Linksradikale Gesundheitspolitik weist über den Kapitalismus hinaus

Krankenhaus und Emanzipation

Mit Blick auf den Krankenhaussektor lässt sich diskutieren, wie eine linksradikale Gesundheitspolitik aussehen könnte.

Linke Politik, die eine demokratische, über den Kapitalismus hinausweisende Perspektive beansprucht, kann sich nicht mit dem Ziel zufriedengeben, den unter kapitalistischen Bedingungen erwirtschafteten gesellschaftlichen Reichtum bloß anders zu verteilen. Sie muss mindestens anstreben, die Arbeit aus der Form der Lohnarbeit und damit von ihrem Zwangscharakter zu befreien, die Eigentumsfrage als eine des Kapitalverhältnisses zu stellen und die gewaltsame Dynamik des kapitalistischen Akkumulationszwangs zu beenden. Denn die Ungleichheit, die kapitalistische Klassengesellschaften notwendig kennzeichnet, steht in prinzipiellem Widerspruch zu einer Vorstellung von Demokratie als der Form einer Gesellschaft von Gleichen und Freien, in der die Produktion selbstbestimmt, herrschaftsfrei und damit eben demokratisch organisiert sein muss.

Am Beispiel des Gesundheitswesens lernt man schnell, sich von einfachen Vorstellungen von Emanzipation zu verabschieden.

So abstrakt ist das schnell formuliert. Was aber heißt das für das Gesundheitswesen? Das kann man am Beispiel des Krankenhaussektors diskutieren. Die Krankenhäuser waren in der Bundesrepublik bis Mitte der achtziger Jahre durch ein gesetzliches Gewinnverbot und die Art ihrer Finanzierung nicht gänzlich kapitalistisch organisiert. Das hat sich seither gründlich geändert. Spätestens seit die rot-grüne Bundesregierung 2004 das System der Fallpauschalen eingeführt und Marktmechanismen ausgeweitet hat, wurden die Krankenhäuser vollends dem kapitalistischen Betrieb unterworfen. Das gilt für die privatisierten Häuser wie für diejenigen, die sich weiterhin in öffentlicher oder freigemeinnütziger Hand befinden, also zum Beispiel von kirchlichen Trägern betrieben werden. Wie dysfunktional eine solche Organisation des Krankenhaussektors ist, zeigt sich nicht völlig bornierten Zeit­genossen augenfällig in der Covid-19-­Pandemie.

=======

DAS IST ZU TUN
A: Zähle alle Ziele auf, die linke Politik laut Textauszug mindestens anstreben muss.
B: Welche Bundesregierung hat dem Textauszug zufolge 2004 das System der Fallpauschalen eingeführt?
C: Warum reicht es laut Textauszug nicht, den unter kapitalistischen Bedingungen erwirtschafteten Reichtum nur anders zu verteilen? Antworte in ein bis drei Sätzen.

=======

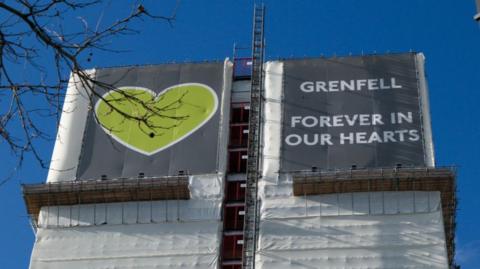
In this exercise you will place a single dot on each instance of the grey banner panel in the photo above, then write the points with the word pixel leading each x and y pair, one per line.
pixel 352 111
pixel 196 153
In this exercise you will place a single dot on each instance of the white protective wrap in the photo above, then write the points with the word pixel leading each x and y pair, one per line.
pixel 68 144
pixel 149 234
pixel 346 230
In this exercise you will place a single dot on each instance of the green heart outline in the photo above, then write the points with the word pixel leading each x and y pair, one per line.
pixel 156 98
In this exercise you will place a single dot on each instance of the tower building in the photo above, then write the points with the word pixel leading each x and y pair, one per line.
pixel 246 163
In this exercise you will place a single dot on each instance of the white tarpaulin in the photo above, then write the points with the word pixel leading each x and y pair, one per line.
pixel 347 230
pixel 149 234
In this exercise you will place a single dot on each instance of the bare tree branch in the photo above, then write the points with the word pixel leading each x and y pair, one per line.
pixel 27 36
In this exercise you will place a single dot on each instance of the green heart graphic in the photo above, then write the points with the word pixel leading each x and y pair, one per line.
pixel 149 123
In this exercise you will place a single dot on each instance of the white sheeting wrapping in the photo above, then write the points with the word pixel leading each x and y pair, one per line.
pixel 353 230
pixel 348 230
pixel 166 245
pixel 151 234
pixel 66 151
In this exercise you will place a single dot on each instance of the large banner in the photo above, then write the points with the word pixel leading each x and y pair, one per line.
pixel 352 112
pixel 155 120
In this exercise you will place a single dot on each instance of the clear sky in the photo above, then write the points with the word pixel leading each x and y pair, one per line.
pixel 205 30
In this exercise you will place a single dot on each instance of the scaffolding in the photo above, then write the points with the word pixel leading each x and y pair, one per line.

=======

DIE LÖSUNGEN
A:
- Die Arbeit aus der Form der Lohnarbeit und damit von ihrem Zwangscharakter befreien
- Die Eigentumsfrage als eine des Kapitalverhältnisses stellen
- Die gewaltsame Dynamik des kapitalistischen Akkumulationszwangs beenden

B: Die rot-grüne Bundesregierung.

C: Die Ungleichheit, die kapitalistische Klassengesellschaften notwendig kennzeichnet, steht in prinzipiellem Widerspruch zu Demokratie als einer Gesellschaft von Gleichen und Freien. In einer solchen Gesellschaft muss die Produktion selbstbestimmt, herrschaftsfrei und damit demokratisch organisiert sein.